ZESTAW ZADAŃ>
a) W tekście o obchodach 11 listopada skróć akapit rozpoczynający się od słów „Po południu doszło w stolicy”, tak aby zostały w nim najważniejsze fakty.
b) Rozwiń tekst o obchodach 11 listopada, pisząc dalej od jego ostatniego zdania.
____ FRAGMENT DOKUMENTU
W południe, w wystąpieniu przed Grobem Nieznanego Żołnierza, prezydent apelował o cnotę mądrości, porozumienia i zgody. "Nie dyktujmy innym jak mają kochać Polskę" - wzywał. "Świętujmy ten dzień razem" - mówił.
Prezydent zwrócił uwagę, że Polacy muszą uszanować prawo innych ludzi do wyrażania ich własnych, czasem odmiennych przekonań. "Niech zwłaszcza 11 listopada ich manifestowanie odbywa się bez agresji i bez nienawiści, bez uzurpowania sobie przez kogokolwiek monopolu na Polskę" - podkreślił. Jak zaznaczył, także "ów listopadowy cud odrodzenia Polski stał się możliwy, dlatego że ówcześni przywódcy polityczni potrafili się ze sobą porozumieć w imię nadrzędnych polskich interesów". "Nie kochali się nawzajem, ale kochali Polskę. To wystarczyło, żeby przezwyciężyć wzajemną nieufność, czasem nawet wrogość" - dodał.
W uroczystościach na pl. Piłsudskiego brała udział prezydent Litwy Dalia Grybauskaite. Wieniec przed Grobem Nieznanego Żołnierza złożył też premier Donald Tusk oraz marszałkowie Sejmu i Senatu.
Po południu doszło w stolicy do starć z policją. Pierwszy incydent miał miejsce na Nowym Świecie, gdy grupa przedstawicieli organizacji lewicowych wdała się w bójkę z grupą narodowców. Policja zaczęła ich rozdzielać; doszło wtedy do ataku na funkcjonariuszy. Przedstawiciele organizacji lewicowych, niektórzy w kapturach, zabarykadowali się w kawiarni. Po kilku godzinach zostali wyprowadzeni przez policjantów do furgonetek.
________
____ DANE ŹRÓDŁOWE
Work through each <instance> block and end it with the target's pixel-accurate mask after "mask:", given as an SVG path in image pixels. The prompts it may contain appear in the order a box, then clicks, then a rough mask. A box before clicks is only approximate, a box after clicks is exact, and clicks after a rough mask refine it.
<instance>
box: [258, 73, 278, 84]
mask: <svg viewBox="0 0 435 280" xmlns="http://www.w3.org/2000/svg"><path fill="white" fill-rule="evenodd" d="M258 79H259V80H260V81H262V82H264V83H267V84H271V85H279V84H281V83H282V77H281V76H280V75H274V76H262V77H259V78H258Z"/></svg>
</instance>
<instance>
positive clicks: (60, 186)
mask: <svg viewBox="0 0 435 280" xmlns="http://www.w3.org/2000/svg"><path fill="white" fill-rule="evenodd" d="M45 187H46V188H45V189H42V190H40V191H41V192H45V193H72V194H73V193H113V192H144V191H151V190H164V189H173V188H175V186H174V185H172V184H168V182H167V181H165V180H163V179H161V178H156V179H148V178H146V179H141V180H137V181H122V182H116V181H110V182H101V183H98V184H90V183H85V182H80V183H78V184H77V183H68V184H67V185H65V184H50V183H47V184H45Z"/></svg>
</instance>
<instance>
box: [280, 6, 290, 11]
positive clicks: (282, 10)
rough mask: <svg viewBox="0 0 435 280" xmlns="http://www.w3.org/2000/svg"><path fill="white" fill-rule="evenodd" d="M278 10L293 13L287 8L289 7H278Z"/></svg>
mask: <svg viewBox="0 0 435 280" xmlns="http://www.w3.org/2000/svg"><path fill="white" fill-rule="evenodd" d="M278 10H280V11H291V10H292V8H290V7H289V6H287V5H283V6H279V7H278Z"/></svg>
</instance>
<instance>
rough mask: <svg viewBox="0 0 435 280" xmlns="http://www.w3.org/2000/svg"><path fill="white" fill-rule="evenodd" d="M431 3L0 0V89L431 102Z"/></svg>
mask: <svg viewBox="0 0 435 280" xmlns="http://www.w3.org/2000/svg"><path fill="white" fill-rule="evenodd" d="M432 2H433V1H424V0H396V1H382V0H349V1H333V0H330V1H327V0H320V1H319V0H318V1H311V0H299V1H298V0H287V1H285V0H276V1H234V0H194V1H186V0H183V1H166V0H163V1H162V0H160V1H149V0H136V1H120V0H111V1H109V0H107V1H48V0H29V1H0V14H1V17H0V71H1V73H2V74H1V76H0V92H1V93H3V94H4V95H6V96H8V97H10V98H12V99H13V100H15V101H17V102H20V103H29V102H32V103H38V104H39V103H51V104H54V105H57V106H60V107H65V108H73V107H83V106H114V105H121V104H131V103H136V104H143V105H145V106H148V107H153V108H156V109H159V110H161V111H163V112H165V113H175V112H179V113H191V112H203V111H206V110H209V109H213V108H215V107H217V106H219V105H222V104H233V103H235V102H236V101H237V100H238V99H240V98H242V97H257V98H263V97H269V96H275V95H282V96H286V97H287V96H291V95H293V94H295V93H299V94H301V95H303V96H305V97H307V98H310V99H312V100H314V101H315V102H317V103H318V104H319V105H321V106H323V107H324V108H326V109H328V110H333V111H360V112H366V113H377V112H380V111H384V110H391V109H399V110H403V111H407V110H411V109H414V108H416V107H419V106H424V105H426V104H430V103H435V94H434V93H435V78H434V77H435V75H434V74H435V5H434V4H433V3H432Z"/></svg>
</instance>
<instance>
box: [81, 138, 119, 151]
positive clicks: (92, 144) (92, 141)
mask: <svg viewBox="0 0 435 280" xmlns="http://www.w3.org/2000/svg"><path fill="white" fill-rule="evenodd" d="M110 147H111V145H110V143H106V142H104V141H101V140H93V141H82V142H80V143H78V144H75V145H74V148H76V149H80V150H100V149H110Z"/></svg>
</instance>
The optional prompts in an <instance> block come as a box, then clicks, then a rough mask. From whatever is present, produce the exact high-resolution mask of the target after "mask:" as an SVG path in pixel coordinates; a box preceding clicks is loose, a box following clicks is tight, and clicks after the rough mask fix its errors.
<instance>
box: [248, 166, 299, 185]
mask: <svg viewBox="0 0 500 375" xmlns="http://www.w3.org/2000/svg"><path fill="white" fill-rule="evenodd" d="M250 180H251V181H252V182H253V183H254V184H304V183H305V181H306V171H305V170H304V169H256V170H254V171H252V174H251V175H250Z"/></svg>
________
ODPOWIEDZI>
a) Po południu w stolicy doszło do starć z policją. Na Nowym Świecie grupa z organizacji lewicowych pobiła się z narodowcami, a gdy policja zaczęła ich rozdzielać, zaatakowano funkcjonariuszy. Lewicowcy, część w kapturach, zabarykadowali się w kawiarni. Po kilku godzinach policja wyprowadziła ich do furgonetek.

b)
Do poważniejszych starć doszło przy okazji zorganizowanego przez środowiska narodowe "Marszu Niepodległości". Jeszcze przed jego rozpoczęciem ok. godz. 15.00 grupy zamaskowanych osób atakowały kordon policji, oddzielających ich od odległego o kilkaset metrów wiecu środowisk antyfaszystowskich. Wiec pn. "Kolorowa Niepodległa" zablokował ul. Marszałkowską, uniemożliwiając przemarsz narodowców. Ruszyli oni zatem bocznymi ulicami pod pomnik Romana Dmowskiego na Placu na Rozdrożu. Po godz. 17.00 marsz tam rozwiązano.
Policję atakowano kamieniami, petardami, kostką brukową i butelkami. Funkcjonariusze użyli armatek wodnych, pałek i gazu łzawiącego. Agresja napastników kierowała się także na media: pobito fotoreportera, na pl. Na Rozdrożu spalono dwa samochody TVN; uszkodzono także wozy Polsatu, Polskiego Radia i innych mediów.
Zamieszki to efekt prowokacji osób, które chciały oczernić marsz - twierdzi prezes Młodzieży Wszechpolskiej Robert Winnicki. Jak zaznaczył, "nie czuje się odpowiedzialny za prowokacje, które nie dotyczyły kolumny marszowej".
Premier Donald Tusk był na bieżąco informowany o sytuacji w Warszawie – zapewnił rzecznik rządu Paweł Graś. Dodał, że szef rządu zaleci surowe karanie sprawców przemocy. "Na pewno będzie zalecenie pana premiera, żeby karać zatrzymanych z całą bezwzględnością, bez względu na przynależność czy sympatie polityczne, czy narodowość. Wszyscy, którzy dopuszczali się dziś łamania prawa, muszą liczyć się z tym, że zostaną surowo ukarani" - dodał Graś.
W sobotę o manifestacjach podczas Święta Niepodległości premier będzie rozmawiał z ministrami sprawiedliwości oraz spraw wewnętrznych i administracji, komendantami policji - głównym i stołecznym - oraz prezydent stolicy.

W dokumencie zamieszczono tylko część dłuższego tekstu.